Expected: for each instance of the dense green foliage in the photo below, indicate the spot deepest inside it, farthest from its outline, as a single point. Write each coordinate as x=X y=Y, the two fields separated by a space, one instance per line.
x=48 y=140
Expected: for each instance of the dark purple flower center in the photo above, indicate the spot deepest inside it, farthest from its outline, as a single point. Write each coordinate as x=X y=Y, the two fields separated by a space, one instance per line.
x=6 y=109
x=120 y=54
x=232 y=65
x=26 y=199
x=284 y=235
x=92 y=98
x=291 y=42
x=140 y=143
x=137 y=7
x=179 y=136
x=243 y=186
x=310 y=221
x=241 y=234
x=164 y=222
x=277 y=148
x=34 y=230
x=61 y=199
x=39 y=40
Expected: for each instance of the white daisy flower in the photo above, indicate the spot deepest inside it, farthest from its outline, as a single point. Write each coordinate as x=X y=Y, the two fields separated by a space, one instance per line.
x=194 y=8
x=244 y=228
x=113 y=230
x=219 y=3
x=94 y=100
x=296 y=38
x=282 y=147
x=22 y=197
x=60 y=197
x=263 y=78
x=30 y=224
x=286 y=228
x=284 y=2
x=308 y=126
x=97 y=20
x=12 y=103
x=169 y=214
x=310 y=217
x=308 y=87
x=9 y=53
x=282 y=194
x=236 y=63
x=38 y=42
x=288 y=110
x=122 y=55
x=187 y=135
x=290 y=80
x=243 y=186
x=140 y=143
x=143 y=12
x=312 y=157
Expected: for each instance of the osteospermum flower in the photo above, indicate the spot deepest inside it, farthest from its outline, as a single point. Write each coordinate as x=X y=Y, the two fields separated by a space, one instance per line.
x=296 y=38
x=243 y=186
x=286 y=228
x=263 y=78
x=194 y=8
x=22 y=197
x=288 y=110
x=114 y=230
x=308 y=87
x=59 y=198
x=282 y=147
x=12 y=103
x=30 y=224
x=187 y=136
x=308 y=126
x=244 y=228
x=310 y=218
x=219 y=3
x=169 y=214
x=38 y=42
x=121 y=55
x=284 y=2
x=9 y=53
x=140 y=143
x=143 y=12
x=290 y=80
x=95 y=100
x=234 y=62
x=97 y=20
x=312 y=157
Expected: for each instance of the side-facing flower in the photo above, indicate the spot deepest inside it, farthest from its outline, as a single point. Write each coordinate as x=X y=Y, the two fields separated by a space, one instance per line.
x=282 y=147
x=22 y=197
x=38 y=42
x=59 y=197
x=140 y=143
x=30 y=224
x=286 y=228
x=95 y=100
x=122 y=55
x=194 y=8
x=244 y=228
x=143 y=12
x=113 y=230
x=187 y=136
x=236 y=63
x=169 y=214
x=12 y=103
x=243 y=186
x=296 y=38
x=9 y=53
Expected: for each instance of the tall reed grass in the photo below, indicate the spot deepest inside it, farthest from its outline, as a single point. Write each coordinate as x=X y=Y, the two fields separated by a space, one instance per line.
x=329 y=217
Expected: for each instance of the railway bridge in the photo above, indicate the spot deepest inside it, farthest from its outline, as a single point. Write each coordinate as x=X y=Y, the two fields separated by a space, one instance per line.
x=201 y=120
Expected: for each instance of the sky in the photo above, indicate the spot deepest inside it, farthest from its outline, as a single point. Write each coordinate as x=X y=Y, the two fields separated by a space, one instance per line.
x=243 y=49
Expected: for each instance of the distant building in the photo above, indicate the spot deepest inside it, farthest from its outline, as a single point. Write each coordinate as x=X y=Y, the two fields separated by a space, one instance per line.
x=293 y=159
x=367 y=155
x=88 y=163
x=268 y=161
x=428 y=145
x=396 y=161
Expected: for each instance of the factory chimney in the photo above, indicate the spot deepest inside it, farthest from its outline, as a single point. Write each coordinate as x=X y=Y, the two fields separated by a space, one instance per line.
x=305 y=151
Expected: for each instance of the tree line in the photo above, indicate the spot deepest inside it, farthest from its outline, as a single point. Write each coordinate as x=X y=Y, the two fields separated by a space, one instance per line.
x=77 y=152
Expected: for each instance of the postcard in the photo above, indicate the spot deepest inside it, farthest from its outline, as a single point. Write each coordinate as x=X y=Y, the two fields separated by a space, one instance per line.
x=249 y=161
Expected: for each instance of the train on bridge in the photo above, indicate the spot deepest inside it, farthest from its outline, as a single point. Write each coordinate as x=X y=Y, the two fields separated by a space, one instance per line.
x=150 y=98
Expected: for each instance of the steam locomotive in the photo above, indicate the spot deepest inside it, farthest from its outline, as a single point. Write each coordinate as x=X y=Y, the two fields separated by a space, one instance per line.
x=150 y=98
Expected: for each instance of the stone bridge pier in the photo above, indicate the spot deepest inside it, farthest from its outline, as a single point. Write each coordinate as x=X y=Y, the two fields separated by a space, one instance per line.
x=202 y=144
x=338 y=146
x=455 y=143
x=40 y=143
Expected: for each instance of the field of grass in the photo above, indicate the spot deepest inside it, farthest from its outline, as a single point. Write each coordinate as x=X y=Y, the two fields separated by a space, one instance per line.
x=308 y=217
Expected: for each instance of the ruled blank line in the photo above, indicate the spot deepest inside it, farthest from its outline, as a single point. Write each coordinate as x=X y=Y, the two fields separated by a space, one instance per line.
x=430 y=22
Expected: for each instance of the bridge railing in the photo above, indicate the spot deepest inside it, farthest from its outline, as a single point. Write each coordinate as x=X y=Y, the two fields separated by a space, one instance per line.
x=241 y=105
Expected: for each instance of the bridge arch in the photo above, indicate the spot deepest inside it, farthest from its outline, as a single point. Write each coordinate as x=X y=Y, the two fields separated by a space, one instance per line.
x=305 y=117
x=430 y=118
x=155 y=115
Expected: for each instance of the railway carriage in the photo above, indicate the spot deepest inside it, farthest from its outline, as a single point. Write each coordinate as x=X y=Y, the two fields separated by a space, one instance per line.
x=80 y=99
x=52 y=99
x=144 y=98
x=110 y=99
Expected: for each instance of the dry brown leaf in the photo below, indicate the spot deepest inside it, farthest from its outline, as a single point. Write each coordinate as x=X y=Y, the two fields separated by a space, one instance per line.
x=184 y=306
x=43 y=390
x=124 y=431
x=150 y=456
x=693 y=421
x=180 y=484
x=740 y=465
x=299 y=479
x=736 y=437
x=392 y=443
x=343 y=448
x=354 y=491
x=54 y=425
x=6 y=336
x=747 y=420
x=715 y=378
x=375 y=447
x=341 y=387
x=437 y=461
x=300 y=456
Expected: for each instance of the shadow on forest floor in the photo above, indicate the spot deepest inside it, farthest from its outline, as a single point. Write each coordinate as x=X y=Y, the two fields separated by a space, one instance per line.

> [GOAL OF THE EXERCISE]: Rewrite every line of the records above as a JSON list of strings, one string per line, leaving out any blank lines.

> [THE COMPLETED TASK]:
[
  "Expected: for each instance of the dense green foliage in the photo below, indicate the spot deepest inside it, farthest from its outline, as a single point. Write each coordinate as x=X y=Y, the two fields separated by a space, one instance per line.",
  "x=48 y=140",
  "Expected: for each instance of the dark purple flower center in the photo above, indicate the spot deepest inside it, farthest from its outline, as a single point. Write each coordinate as x=X y=Y, the two fields separated by a space, one instance per line.",
  "x=6 y=109",
  "x=120 y=54",
  "x=232 y=65",
  "x=26 y=199",
  "x=284 y=235",
  "x=92 y=98",
  "x=291 y=42",
  "x=140 y=143",
  "x=137 y=7",
  "x=179 y=136",
  "x=243 y=186",
  "x=310 y=221",
  "x=241 y=234",
  "x=164 y=222",
  "x=277 y=148",
  "x=34 y=230",
  "x=61 y=199",
  "x=39 y=40",
  "Expected: for each instance of the white daisy flower in the photo above, indicate the spot deepest inside it, farthest from its outline, as a single point. Write each coordinate as x=X y=Y, the two fields separated by a space, one instance per line.",
  "x=194 y=8",
  "x=244 y=228",
  "x=113 y=230",
  "x=219 y=3",
  "x=94 y=100",
  "x=296 y=38",
  "x=282 y=147",
  "x=22 y=197",
  "x=60 y=197",
  "x=263 y=78",
  "x=30 y=224",
  "x=286 y=228",
  "x=284 y=2",
  "x=308 y=126",
  "x=97 y=20",
  "x=12 y=103",
  "x=169 y=214",
  "x=310 y=217",
  "x=308 y=87",
  "x=9 y=53",
  "x=282 y=194",
  "x=236 y=63",
  "x=38 y=42",
  "x=288 y=110",
  "x=122 y=55",
  "x=187 y=135",
  "x=290 y=80",
  "x=243 y=186",
  "x=140 y=143",
  "x=143 y=12",
  "x=312 y=157",
  "Expected: for each instance of the osteospermum flower in the photo above, indicate the spot deepest inside it, farthest from its outline, as a single point. Write each coordinate as x=X y=Y, the two fields separated by a space, one instance per line.",
  "x=296 y=38",
  "x=243 y=186",
  "x=286 y=228",
  "x=263 y=78",
  "x=194 y=8",
  "x=22 y=197",
  "x=288 y=110",
  "x=114 y=230",
  "x=308 y=87",
  "x=59 y=198",
  "x=282 y=147",
  "x=12 y=103",
  "x=30 y=224",
  "x=187 y=136",
  "x=308 y=126",
  "x=244 y=228",
  "x=310 y=218",
  "x=219 y=3",
  "x=169 y=214",
  "x=38 y=42",
  "x=121 y=55",
  "x=284 y=2",
  "x=9 y=53",
  "x=140 y=143",
  "x=143 y=12",
  "x=290 y=80",
  "x=95 y=100",
  "x=234 y=62",
  "x=97 y=20",
  "x=312 y=157",
  "Expected: for each instance of the side-facing flower in the photo above, indicate the spot deepest inside it, farthest from its outline, as a single point. Write each coordinate as x=X y=Y, the two fields separated by a space, one instance per line.",
  "x=282 y=147",
  "x=22 y=197",
  "x=38 y=42",
  "x=59 y=197",
  "x=140 y=143",
  "x=30 y=224",
  "x=286 y=228",
  "x=95 y=100",
  "x=122 y=55",
  "x=194 y=8",
  "x=244 y=228",
  "x=143 y=12",
  "x=113 y=230",
  "x=187 y=136",
  "x=236 y=63",
  "x=169 y=214",
  "x=12 y=103",
  "x=243 y=186",
  "x=296 y=38",
  "x=9 y=53",
  "Expected: for each instance of the tall reed grass in the photo below, indicate the spot deepest inside it, farthest from its outline, as a single point. Write each coordinate as x=X y=Y, the two fields separated by a space, one instance per line.",
  "x=329 y=217",
  "Expected: for each instance of the railway bridge in the photo above, indicate the spot deepest inside it, farthest from its outline, as a single point. Write each coordinate as x=X y=Y, the two fields separated by a space, one instance per line.",
  "x=201 y=120",
  "Expected: for each instance of the sky in the photo above, indicate the spot deepest inside it, farthest from its outline, as a single point. Write each coordinate as x=X y=Y, the two fields separated by a space, one instance per line.",
  "x=243 y=49",
  "Expected: for each instance of the distant building in the photo above, indicate the spot deepest inside it, farthest from its outline, as a single point. Write each coordinate as x=X y=Y, the two fields separated by a space, one instance per line.",
  "x=293 y=159",
  "x=367 y=155",
  "x=88 y=163",
  "x=268 y=161",
  "x=428 y=145",
  "x=396 y=161",
  "Expected: for each instance of the factory chimney in the photo above, indicate the spot deepest inside it, farthest from its outline, as a single point. Write each coordinate as x=X y=Y, the two fields separated by a space, one instance per line.",
  "x=305 y=151",
  "Expected: for each instance of the tree line in the photo above, indicate the spot deepest inside it, farthest from its outline, as a single point. Write each coordinate as x=X y=Y, the two fields separated by a space, one instance per line.",
  "x=77 y=152",
  "Expected: for each instance of the postcard in the photo above, indicate the spot deepest inside it, farthest from its outline, as a single point. Write each coordinate as x=X y=Y, the two fields separated by a space, one instance per line.",
  "x=249 y=161",
  "Expected: for each instance of the train on bridge in the photo above, indicate the spot deepest inside it, farthest from its outline, as a single point. Write each coordinate as x=X y=Y, the two fields separated by a space, one instance per line.",
  "x=150 y=98",
  "Expected: for each instance of the steam locomotive in the photo above, indicate the spot deepest inside it, farthest from its outline, as a single point. Write each coordinate as x=X y=Y, the two fields separated by a space, one instance per line.",
  "x=150 y=98",
  "Expected: for each instance of the stone bridge pier in the photo above, indicate the spot deepest inside it, farthest from its outline, as a single point. Write each coordinate as x=X y=Y, the two fields separated by a space, one instance per line.",
  "x=202 y=144",
  "x=338 y=146",
  "x=455 y=143",
  "x=40 y=143",
  "Expected: for each instance of the field of grass in the photo above, indicate the spot deepest inside it, farthest from its outline, as a single point. Write each coordinate as x=X y=Y, the two fields separated by a space, one instance per line.",
  "x=308 y=217",
  "Expected: for each instance of the ruled blank line in the photo above, indicate the spot deepest inside it, farthest from its outline, as a single point. Write each coordinate as x=X y=Y, the two fields separated by a space, one instance per line.",
  "x=430 y=22",
  "Expected: for each instance of the bridge railing in the photo above, indicate the spot deepest inside it, farthest from its outline, as a single point. Write each coordinate as x=X y=Y, the two fields separated by a space, one instance per line.",
  "x=241 y=105",
  "Expected: for each instance of the bridge arch in the photo above, indicate the spot deepest inside it, farthest from its outline, as a single point. Write each coordinate as x=X y=Y, the two fields separated by a space, one instance per line.",
  "x=305 y=117",
  "x=430 y=118",
  "x=155 y=115",
  "Expected: for each instance of the railway carriage in the photo above, indicate the spot deepest inside it, farthest from its outline, as a single point. Write each coordinate as x=X y=Y, the two fields separated by a space, one instance per line.",
  "x=80 y=99",
  "x=52 y=99",
  "x=144 y=98",
  "x=110 y=99",
  "Expected: for each instance of the dry brown leaf in the photo below, indicate the spot deepest inside it, farthest from its outline, as a single point. Write each coordinate as x=X y=Y, the two fields separated by a space, one instance per line.",
  "x=184 y=306",
  "x=43 y=390",
  "x=124 y=431",
  "x=150 y=456",
  "x=693 y=421",
  "x=180 y=484",
  "x=740 y=465",
  "x=299 y=479",
  "x=736 y=437",
  "x=392 y=443",
  "x=343 y=448",
  "x=354 y=491",
  "x=54 y=425",
  "x=6 y=336",
  "x=747 y=420",
  "x=715 y=378",
  "x=375 y=447",
  "x=341 y=387",
  "x=437 y=461",
  "x=300 y=456",
  "Expected: for each instance of the shadow on forest floor in the photo above, indicate the spot deepest inside it, farthest from its outline, as a single point. Write each coordinate as x=X y=Y, the two fields separated by a space, one instance per line."
]